[Excerpts of bounding box data]
....
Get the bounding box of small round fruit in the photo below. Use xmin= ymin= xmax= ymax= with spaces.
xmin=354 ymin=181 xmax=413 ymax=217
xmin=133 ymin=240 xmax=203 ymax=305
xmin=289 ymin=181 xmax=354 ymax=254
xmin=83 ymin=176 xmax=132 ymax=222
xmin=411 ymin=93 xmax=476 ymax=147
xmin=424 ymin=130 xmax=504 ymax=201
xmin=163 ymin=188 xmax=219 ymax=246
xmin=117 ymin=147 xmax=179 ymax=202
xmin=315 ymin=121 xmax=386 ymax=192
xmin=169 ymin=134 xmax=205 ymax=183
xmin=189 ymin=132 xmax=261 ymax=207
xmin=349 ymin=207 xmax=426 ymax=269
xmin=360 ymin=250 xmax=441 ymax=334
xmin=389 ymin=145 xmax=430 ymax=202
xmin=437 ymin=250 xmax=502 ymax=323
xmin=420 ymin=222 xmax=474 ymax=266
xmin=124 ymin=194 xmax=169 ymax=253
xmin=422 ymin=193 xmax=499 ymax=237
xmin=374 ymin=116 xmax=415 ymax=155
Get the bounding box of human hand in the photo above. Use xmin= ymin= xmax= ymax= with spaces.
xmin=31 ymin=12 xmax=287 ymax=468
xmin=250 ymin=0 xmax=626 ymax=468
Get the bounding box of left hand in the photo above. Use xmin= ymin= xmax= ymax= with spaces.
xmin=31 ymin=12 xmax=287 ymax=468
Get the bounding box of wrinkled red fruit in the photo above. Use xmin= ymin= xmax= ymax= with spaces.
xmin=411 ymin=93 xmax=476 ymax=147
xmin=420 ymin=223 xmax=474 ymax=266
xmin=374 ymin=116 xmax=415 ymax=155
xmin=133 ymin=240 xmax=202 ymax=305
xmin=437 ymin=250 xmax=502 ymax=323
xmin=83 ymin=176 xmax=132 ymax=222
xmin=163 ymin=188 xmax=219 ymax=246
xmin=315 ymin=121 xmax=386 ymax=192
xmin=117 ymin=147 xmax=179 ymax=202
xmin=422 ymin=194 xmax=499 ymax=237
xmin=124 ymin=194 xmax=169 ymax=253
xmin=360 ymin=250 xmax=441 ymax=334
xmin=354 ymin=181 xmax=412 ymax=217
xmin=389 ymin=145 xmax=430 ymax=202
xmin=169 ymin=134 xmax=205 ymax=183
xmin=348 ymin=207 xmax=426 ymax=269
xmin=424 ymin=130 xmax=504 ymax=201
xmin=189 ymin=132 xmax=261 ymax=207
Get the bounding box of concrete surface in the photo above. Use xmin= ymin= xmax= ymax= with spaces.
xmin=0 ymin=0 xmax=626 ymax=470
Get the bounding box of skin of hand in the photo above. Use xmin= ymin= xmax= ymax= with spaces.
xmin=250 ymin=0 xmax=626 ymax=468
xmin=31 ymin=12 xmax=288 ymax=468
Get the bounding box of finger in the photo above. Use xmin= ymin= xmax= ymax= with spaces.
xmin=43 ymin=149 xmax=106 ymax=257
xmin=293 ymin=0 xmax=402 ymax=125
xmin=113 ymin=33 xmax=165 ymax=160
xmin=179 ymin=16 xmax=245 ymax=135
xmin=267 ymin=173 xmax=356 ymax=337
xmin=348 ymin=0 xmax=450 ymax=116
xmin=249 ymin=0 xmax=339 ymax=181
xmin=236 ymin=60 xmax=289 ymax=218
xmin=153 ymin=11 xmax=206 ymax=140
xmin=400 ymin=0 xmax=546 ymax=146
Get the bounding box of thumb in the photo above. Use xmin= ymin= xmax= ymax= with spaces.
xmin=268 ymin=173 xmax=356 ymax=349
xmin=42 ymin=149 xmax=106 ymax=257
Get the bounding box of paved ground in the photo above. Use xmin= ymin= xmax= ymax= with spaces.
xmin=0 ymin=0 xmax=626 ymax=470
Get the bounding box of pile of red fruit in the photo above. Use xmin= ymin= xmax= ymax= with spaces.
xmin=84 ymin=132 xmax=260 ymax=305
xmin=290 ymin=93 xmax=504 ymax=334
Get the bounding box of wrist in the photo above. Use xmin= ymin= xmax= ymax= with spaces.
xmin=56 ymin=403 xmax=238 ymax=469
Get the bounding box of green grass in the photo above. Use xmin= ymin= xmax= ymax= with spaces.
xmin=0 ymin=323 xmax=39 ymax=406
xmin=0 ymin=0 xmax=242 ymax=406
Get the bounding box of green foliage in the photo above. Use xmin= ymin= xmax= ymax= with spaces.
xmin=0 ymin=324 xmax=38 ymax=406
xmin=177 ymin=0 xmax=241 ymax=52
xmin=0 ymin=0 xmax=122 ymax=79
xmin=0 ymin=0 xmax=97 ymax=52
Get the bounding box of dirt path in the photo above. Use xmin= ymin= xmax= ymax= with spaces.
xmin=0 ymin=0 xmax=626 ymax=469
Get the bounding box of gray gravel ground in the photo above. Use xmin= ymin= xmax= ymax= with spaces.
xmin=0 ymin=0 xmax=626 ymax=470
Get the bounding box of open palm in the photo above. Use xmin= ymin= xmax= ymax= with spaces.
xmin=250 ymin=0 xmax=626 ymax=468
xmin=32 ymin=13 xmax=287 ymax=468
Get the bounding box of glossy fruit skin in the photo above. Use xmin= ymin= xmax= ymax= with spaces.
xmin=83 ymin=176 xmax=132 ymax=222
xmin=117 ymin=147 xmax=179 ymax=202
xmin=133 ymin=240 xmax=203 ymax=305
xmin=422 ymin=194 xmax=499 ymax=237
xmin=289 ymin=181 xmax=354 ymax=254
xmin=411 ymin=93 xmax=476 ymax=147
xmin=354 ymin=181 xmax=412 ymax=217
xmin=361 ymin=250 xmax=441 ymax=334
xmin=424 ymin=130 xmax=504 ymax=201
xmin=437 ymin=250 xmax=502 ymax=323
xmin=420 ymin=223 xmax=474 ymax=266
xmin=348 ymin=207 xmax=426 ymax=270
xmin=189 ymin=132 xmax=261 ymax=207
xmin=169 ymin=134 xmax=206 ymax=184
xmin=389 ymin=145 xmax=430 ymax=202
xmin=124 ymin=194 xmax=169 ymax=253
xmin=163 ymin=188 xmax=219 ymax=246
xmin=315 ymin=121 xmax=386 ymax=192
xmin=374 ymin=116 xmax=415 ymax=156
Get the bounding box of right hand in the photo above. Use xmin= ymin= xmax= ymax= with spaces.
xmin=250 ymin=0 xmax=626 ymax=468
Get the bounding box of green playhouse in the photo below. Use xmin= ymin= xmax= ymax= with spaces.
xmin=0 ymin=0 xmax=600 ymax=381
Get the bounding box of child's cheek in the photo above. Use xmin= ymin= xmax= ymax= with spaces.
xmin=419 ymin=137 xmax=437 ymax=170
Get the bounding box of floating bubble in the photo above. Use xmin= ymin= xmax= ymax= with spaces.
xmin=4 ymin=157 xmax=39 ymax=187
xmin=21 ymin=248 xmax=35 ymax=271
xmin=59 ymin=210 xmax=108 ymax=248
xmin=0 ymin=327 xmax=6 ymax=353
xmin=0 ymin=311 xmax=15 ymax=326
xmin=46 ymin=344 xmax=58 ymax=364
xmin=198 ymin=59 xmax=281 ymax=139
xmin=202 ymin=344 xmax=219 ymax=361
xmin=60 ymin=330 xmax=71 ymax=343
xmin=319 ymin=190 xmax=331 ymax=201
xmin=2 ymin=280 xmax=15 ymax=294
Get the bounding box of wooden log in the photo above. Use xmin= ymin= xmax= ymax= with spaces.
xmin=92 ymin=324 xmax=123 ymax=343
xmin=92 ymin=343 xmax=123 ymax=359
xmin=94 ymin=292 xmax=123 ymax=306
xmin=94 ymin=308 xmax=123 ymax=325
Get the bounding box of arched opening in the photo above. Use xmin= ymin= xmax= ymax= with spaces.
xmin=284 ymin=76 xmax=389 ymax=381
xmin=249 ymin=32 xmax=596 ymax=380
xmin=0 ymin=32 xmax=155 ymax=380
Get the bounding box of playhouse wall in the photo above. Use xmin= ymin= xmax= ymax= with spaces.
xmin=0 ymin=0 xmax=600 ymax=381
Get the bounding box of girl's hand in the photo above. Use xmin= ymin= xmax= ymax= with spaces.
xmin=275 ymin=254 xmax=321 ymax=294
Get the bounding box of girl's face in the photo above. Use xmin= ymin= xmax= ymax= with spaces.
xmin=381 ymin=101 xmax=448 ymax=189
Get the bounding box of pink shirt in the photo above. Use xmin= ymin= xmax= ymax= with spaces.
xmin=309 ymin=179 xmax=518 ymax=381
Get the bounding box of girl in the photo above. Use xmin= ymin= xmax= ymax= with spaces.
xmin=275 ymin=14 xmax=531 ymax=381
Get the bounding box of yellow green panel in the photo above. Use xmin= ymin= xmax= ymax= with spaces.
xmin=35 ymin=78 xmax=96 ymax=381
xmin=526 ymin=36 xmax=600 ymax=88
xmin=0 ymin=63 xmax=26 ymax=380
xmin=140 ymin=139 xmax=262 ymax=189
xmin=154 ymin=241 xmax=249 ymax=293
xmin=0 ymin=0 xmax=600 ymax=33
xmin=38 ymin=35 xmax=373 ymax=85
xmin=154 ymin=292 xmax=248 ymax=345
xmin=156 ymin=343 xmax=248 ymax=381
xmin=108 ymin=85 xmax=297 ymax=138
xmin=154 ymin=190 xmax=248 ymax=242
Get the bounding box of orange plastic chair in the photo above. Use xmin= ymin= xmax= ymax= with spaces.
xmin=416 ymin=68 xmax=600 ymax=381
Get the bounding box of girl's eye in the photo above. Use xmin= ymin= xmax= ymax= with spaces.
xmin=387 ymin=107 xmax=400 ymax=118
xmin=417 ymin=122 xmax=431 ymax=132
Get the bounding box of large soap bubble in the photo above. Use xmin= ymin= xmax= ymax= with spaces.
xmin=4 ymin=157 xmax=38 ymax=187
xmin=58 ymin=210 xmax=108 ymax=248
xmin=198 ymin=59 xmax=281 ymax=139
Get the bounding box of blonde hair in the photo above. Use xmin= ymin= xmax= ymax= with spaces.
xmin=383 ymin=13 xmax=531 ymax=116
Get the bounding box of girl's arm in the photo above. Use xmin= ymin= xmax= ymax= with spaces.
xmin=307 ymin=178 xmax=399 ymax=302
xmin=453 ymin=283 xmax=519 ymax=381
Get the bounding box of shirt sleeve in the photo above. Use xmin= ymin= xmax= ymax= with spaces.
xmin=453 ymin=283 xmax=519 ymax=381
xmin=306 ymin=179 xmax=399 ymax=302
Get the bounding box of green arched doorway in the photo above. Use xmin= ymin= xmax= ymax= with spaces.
....
• **Given instruction**
In the records above, write out word for word the lines that begin with the one containing "Get the bounding box of pile" and end with the one containing "xmin=56 ymin=403 xmax=238 ymax=469", both included.

• **Complete response**
Get the bounding box of pile of red fruit in the photo above. Use xmin= ymin= xmax= ymax= with spaces.
xmin=84 ymin=132 xmax=260 ymax=305
xmin=290 ymin=93 xmax=504 ymax=334
Get the bounding box of wrist in the photo above. Use xmin= ymin= xmax= ymax= with spaces.
xmin=56 ymin=403 xmax=238 ymax=469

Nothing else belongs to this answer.